-- begin Provided records --

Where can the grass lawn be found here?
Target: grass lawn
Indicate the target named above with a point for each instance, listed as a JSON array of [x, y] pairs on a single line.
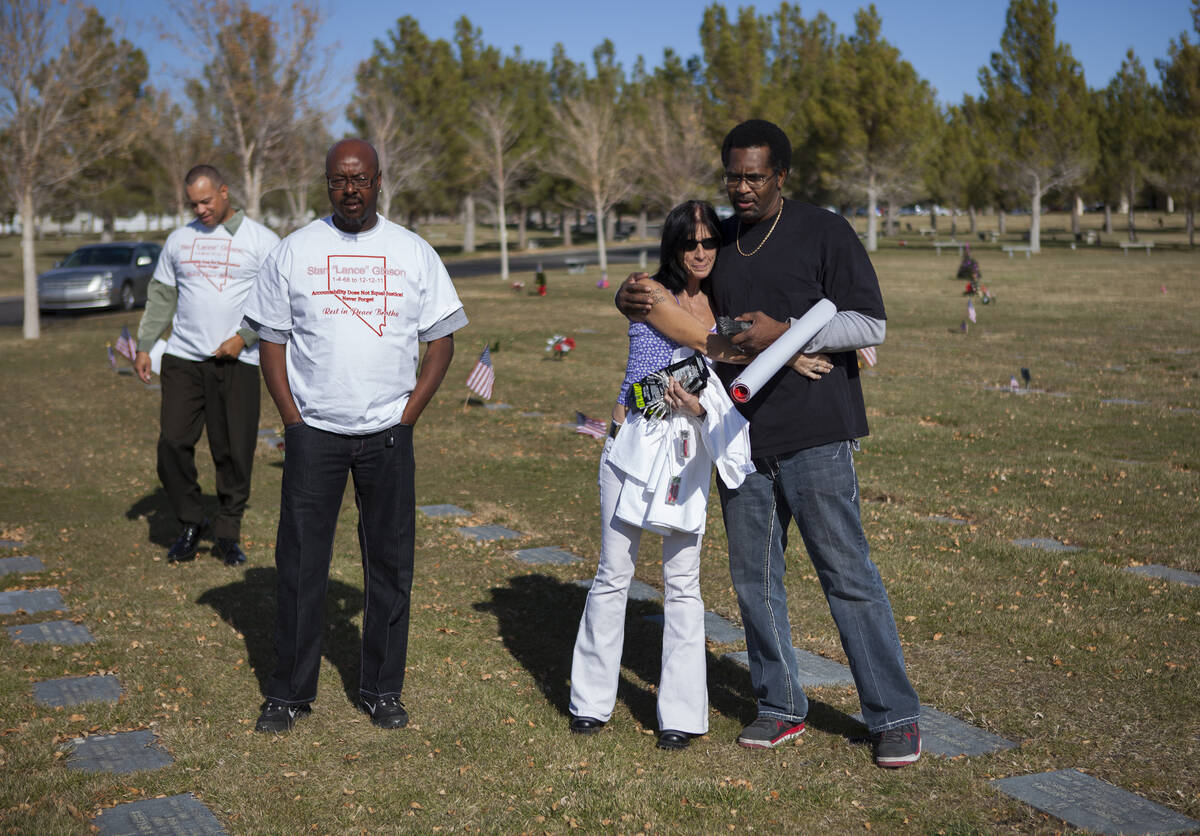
[[1078, 661]]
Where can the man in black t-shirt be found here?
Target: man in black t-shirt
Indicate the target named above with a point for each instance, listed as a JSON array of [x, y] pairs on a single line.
[[779, 258]]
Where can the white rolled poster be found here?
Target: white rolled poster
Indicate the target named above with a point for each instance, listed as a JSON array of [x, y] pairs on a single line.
[[763, 367]]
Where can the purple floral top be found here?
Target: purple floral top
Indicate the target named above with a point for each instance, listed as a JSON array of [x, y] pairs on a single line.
[[648, 352]]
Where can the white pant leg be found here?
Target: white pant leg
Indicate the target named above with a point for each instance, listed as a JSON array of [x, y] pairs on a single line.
[[595, 663], [683, 687]]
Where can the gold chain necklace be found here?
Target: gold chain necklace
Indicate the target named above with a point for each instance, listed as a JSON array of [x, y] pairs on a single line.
[[737, 242]]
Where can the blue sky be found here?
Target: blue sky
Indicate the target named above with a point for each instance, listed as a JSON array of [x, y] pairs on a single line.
[[947, 41]]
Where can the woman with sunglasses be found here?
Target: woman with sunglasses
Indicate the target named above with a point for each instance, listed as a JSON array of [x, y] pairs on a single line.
[[701, 429]]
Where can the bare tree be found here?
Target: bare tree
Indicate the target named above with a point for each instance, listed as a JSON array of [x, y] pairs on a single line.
[[493, 151], [591, 152], [54, 113], [405, 152], [684, 158], [168, 134], [258, 68]]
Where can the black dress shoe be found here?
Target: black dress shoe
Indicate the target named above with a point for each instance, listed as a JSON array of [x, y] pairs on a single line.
[[229, 552], [586, 725], [672, 739], [185, 547]]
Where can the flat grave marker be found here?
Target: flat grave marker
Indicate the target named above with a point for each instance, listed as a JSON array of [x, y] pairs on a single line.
[[52, 632], [815, 671], [1047, 543], [120, 753], [547, 554], [169, 816], [443, 511], [637, 590], [489, 533], [30, 601], [952, 738], [22, 563], [1165, 573], [77, 691], [1093, 805], [943, 518], [717, 629]]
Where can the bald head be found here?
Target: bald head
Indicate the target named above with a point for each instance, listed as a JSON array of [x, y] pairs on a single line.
[[352, 173], [358, 148]]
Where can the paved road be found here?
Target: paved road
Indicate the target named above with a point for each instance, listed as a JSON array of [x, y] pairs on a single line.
[[622, 260]]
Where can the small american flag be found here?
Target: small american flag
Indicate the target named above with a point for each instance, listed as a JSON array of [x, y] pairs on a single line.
[[125, 344], [593, 427], [483, 377]]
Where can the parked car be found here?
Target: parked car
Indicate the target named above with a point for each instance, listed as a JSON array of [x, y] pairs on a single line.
[[100, 276]]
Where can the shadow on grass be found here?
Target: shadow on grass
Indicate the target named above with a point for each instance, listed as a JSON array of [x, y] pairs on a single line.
[[163, 525], [539, 615], [249, 607]]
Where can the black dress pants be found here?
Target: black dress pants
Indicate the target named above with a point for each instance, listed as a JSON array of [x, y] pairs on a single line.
[[315, 474], [223, 396]]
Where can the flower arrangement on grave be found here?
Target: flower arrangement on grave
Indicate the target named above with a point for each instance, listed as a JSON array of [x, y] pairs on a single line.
[[559, 346]]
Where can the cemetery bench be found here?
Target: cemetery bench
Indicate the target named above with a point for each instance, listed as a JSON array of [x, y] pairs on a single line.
[[1145, 245], [957, 245]]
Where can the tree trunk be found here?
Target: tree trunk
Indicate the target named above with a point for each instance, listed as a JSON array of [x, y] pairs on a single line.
[[502, 229], [468, 223], [873, 233], [33, 326], [601, 252], [1036, 217], [1133, 229]]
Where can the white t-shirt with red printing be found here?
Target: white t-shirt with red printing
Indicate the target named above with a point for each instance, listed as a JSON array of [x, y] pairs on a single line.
[[213, 271], [355, 306]]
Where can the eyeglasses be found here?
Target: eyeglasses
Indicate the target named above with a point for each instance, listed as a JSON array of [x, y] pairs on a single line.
[[337, 182], [754, 180]]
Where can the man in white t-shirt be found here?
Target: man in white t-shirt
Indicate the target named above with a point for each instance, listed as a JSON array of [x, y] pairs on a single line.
[[341, 307], [210, 366]]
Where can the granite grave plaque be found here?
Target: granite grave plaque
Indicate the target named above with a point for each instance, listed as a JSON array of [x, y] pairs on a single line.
[[952, 738], [1047, 543], [443, 511], [52, 632], [489, 533], [172, 816], [717, 629], [23, 563], [815, 671], [637, 590], [121, 752], [30, 601], [77, 691], [1095, 805], [547, 554], [1165, 573]]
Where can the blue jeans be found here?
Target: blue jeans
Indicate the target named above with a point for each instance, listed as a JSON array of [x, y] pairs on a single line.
[[315, 473], [817, 488]]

-- end Provided records --

Render all of the material above as a two-column CSV with the headers "request" and "points", one row for each request. Put its full text and its answer in one quoted field each, turn line breaks into spaces, and leave out the pictures.

request,points
"Where can the grass lawn be found here? Target: grass lawn Indicate the target named above with a point for each instance, listed as a JSON array of [x, y] pairs on a single line.","[[1078, 661]]"
"Where can the man in black t-shirt be found here? Target: man in black t-shirt Indicate the target named above with a point for each instance, listed as a JSON array of [x, y] pairs on a single line.","[[779, 258]]"
"Where can the white rolled poster be found here? Target: white rolled poster Indicate the target named above with a point for each instance, listed as a JSON array of [x, y] pairs on a single line.","[[763, 367]]"
"Where can the purple floral top be found here? Target: purple floral top Indicate the target named above with a point for each instance, listed as a JSON array of [x, y] pairs on a single line.","[[648, 352]]"
"Where can the white pant leg be found here? Target: white pant leg Indicate the target named above with a point for each instance, listed as a JSON array of [x, y] pairs on a single line.","[[595, 663], [683, 687]]"
"Where can the gold chain necklace be found here? Target: gold chain necklace Indicate the target named above with a point for each instance, listed as a JSON array of [x, y] pairs on a single line.","[[737, 242]]"
"Where can the blue sky be found here? Target: blue sky Indicate the target named above with a point for each instance, listed as a JSON array of [x, y] pairs on a single line.","[[947, 41]]"
"Where can the woman with sunglasses be found here? Target: woman with sunglasses Indicate the target named above with a point for each instance, listed as a JSON array of [x, y] pairs on a single line.","[[701, 429]]"
"Where can the bare tree be found here? Target: bare tree Indicate the target named above with a point for each instance, listed as a JSON array of [x, y] pairs on a single line.","[[493, 151], [591, 152], [54, 113], [405, 152], [684, 158], [168, 134], [258, 68]]"
"Where can the black dress shoe be found here? Target: black dress shoe Indicate the target named above with a point for each instance, listed as a JSON array of [x, y] pairs on a single line.","[[229, 552], [586, 725], [672, 739], [185, 547]]"
"Where can the flat grave marker be found here? Target: flat grave marker Indicate the target named above with a point for each instance, listed as a JSON array of [x, y] pairs on a single line.","[[52, 632], [815, 671], [1047, 543], [120, 753], [547, 554], [169, 816], [443, 511], [637, 590], [489, 533], [30, 601], [952, 738], [22, 563], [1165, 573], [77, 691], [1093, 805], [943, 518], [717, 629]]"
"Where can the bald head be found here? Target: bald head Indicate the target named above with a point for each instance, listed as a JSON array of [x, y] pairs on a single line.","[[352, 173], [358, 148]]"
"Where can the paved road be found here? Target: paved road Indicate the target named above with a point for each instance, listed as a JSON array of [x, y] pairs on a single line.","[[622, 260]]"
"Where can the small american flag be found here? Target: small american flag Indicate the target named above with a point for each instance, listed as a JSON array of [x, y] pairs on a single line.","[[125, 344], [593, 427], [483, 377]]"
"Where can the parked car be found here? Target: parked car Indicate the target named above with a point for each instance, listed as a JSON array of [x, y] pairs on a single line.","[[100, 276]]"
"Where can the shadow on grass be found here? Target: shadow on grass Indicate the target named above with a point for each instance, listed as a JSON array of [x, y] pairs on a single line.","[[163, 525], [539, 615], [249, 607]]"
"Where can the black dress pants be found here? Target: black dress pants Indicate the target named above with a point for each instance, listed as a JSON array of [x, y] pairs on a single line.","[[315, 474], [223, 396]]"
"Where can the flower arrangement on grave be found here? Target: flower arrangement on grave Indicate the target named above with a point for each instance, listed as a JSON array of [x, y] pairs on a single line.","[[559, 346]]"
"Where can the cemetery bench be found here? Target: cemetery bench Indicate the target named above with a point for each instance, listed as a JSON array of [x, y] pairs on a single line.","[[1145, 245], [957, 245]]"
"Where can the tree trunk be found here? Target: tree trunk Indicate the target named above with a point for each instance, listed as a JSON array of [x, y] pairs on a single line.","[[502, 229], [468, 223], [873, 233], [33, 326], [601, 252], [1036, 217], [1133, 229]]"
"Where can the white t-shirt with red printing be found here? Target: white t-shirt with red printing Indicate the target named above with a point for each instance, listed as a JSON array of [x, y] pairs on a single line.","[[213, 271], [355, 306]]"
"Where can the eyeglasses be found here? Target: eyeglasses Indicate the target named above with a point for each instance, listed as a JSON array of [x, y] pairs on a single line.","[[337, 182], [754, 180]]"
"Where can the man in white t-shirt be found here? Target: man in white t-shirt Indicate the target named above with a point for each instance, listed as a JSON array of [x, y] pairs on a single line.","[[341, 307], [210, 366]]"
"Where can the granite grave plaque be found here? Target: granite grave plaque Indicate the target named above with a point for each instance, listed as a JSON array of [x, y] pairs on a single line.","[[952, 738], [1047, 543], [443, 511], [52, 632], [489, 533], [172, 816], [717, 629], [23, 563], [815, 671], [637, 590], [121, 752], [30, 601], [77, 691], [1095, 805], [547, 554], [1165, 573]]"
"Where can the blue jeans be found here? Target: blue jeans Indicate the target named above with a point for each instance, listed as a JSON array of [x, y] pairs on a single line.","[[315, 473], [817, 488]]"